**WHAT IS EXPECTED:** Every line in the listing that holds "positive" counts once; state the total and nothing more.

====== MATERIALS PROVIDED

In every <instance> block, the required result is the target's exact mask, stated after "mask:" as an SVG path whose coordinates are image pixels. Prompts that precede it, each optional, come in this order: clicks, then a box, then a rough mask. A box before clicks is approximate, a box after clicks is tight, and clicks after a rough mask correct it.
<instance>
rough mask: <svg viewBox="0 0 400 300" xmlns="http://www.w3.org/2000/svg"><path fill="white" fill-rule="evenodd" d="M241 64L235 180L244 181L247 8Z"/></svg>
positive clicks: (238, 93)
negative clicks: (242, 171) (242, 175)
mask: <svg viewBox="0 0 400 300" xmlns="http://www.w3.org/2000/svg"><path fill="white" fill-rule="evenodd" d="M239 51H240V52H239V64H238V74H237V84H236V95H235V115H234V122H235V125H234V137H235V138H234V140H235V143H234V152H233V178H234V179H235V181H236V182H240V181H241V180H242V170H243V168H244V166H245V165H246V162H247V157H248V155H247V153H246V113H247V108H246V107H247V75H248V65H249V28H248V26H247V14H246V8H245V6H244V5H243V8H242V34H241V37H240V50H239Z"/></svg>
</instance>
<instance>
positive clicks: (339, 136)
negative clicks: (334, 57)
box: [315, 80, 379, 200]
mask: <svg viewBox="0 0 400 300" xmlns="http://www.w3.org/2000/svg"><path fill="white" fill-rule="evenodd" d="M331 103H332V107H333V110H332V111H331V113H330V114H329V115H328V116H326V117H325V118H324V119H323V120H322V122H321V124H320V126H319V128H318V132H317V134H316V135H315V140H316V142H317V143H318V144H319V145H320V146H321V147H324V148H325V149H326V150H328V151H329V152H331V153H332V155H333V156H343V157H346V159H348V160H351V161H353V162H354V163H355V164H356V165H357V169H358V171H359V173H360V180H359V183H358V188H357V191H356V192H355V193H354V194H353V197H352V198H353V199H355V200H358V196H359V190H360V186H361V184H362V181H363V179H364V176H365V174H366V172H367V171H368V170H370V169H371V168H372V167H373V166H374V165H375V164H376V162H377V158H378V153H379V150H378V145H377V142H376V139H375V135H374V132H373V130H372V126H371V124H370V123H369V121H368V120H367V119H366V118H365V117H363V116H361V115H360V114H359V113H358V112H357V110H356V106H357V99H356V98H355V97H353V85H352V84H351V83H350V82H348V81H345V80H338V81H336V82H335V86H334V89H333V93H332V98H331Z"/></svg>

============

**EXERCISE SOLUTION:** 2